__CHECK YOUR UNDERSTANDING__:
A - From the essay on MBA social sustainability projects, list the misfortunes the writer says the students are lucky to have been spared.
B - In the essay on MBA social sustainability projects, whose words does the writer quote about drops and the ocean?
C - Continue the essay on MBA social sustainability projects from its final sentence.

__TEXT EXCERPT__:

Money, Job, Changing the world, future leaders – This is what we generally think are the most important aspects in our life as MBA students. But it is easy to get caught in this bubble and rush through our lives following one thing after another. We never think how lucky we are in the little aspects of life. We are lucky that we are not the victims of a war, refugees, suffering from life threatening diseases or the victims of a calamity. We have had safe sheltered lives, which we have taken for granted. Our rants are just about money, position and power and we tend to live in our cocoons, avoiding the rest of the world. That is where the SSP (Social Sustainability Project) tends to bring in a bit of perspective in our MBA lives. They offer a glimpse into the lives of people whom we don’t think about much in our normal lives, except for a Facebook like, donation, or the occasional news article.

The various groups in our MBA class are doing the best they can in their SSPs. Some are helping refugees settle in Germany or helping them with their documentation while others are organizing a blood donation camp, collecting money for Men’s health, or helping immigrant parents of children with cancer in Germany who cannot afford the hospital costs. These may seem like little things, but it’s the little things that make the biggest impact. Our thinking tends to look at the big picture, and avoid the minute ones. But then, as Mother Theresa said, “A few drops do not make an ocean, but the ocean will be less without those drops.” Our contribution may not be much, but it is important. We do the best we can within the time which we have, but we do it, and that matters. This, I feel, is one of the most important aspects of the Mannheim Business School MBA, and which I feel should be a part of every MBA program. It enlarges the perspective and enables us to think how our decisions will affect the person at the lowest level of the organization.

__EXCERPTED DATA__:
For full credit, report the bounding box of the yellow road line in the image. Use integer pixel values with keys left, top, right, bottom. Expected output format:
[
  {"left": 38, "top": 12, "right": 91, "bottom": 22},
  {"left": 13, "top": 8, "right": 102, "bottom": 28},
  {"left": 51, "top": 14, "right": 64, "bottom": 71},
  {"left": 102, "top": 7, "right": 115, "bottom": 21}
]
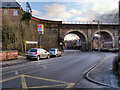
[
  {"left": 0, "top": 76, "right": 20, "bottom": 83},
  {"left": 24, "top": 75, "right": 69, "bottom": 84},
  {"left": 21, "top": 75, "right": 27, "bottom": 88},
  {"left": 28, "top": 84, "right": 68, "bottom": 88},
  {"left": 66, "top": 83, "right": 75, "bottom": 88}
]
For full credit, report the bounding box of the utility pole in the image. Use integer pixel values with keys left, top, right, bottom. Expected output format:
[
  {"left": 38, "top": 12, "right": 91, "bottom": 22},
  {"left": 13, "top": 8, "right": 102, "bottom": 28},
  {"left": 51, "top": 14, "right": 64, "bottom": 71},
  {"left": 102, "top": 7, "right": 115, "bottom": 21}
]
[{"left": 118, "top": 0, "right": 120, "bottom": 25}]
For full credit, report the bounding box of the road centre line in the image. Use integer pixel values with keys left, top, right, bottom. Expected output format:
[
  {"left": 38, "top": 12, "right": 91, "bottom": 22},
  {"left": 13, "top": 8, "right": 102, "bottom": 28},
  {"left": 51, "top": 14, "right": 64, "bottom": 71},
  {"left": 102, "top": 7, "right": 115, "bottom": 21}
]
[
  {"left": 66, "top": 83, "right": 75, "bottom": 88},
  {"left": 0, "top": 66, "right": 35, "bottom": 75},
  {"left": 0, "top": 75, "right": 20, "bottom": 83},
  {"left": 83, "top": 56, "right": 107, "bottom": 74},
  {"left": 21, "top": 75, "right": 27, "bottom": 88},
  {"left": 28, "top": 84, "right": 68, "bottom": 89},
  {"left": 24, "top": 75, "right": 69, "bottom": 83},
  {"left": 0, "top": 75, "right": 75, "bottom": 89}
]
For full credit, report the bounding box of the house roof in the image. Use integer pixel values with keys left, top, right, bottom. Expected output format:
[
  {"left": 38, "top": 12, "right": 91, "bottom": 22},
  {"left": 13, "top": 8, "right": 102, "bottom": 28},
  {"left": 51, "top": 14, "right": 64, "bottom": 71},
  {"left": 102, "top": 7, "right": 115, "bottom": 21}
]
[{"left": 2, "top": 2, "right": 21, "bottom": 8}]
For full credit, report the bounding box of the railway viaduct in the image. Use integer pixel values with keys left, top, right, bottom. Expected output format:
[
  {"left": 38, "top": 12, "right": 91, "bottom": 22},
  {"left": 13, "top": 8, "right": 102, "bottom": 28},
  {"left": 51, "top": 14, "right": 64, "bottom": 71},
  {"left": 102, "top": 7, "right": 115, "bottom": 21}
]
[{"left": 59, "top": 23, "right": 119, "bottom": 50}]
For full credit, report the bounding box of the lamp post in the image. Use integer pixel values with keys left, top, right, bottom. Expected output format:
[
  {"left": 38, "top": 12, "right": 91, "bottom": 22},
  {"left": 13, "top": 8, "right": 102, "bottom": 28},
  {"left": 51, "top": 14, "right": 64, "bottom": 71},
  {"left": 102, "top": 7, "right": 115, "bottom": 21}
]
[{"left": 93, "top": 20, "right": 100, "bottom": 52}]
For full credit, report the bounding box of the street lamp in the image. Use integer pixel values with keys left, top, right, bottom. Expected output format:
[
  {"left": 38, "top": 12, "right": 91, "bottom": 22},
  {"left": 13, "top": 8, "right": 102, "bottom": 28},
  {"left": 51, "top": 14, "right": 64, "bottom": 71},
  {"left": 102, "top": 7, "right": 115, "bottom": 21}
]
[{"left": 93, "top": 20, "right": 100, "bottom": 52}]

__SET OF ANSWERS__:
A -
- Being victims of a war
- Being refugees
- Suffering from life threatening diseases
- Being victims of a calamity

B - Mother Theresa's.

C -
I had the opportunity to visit a hospital where children with cancer are treated. It is really difficult to watch those children smile and play, without having a lump in your throat. These are the moments in your life when you do realize how things are so good for you, and we tend to lose that perspective in our daily rat race. I try to contribute and help these children in a small way, and hope that it creates a bearing in life of at least one child. That would be, for me, my impact in this world.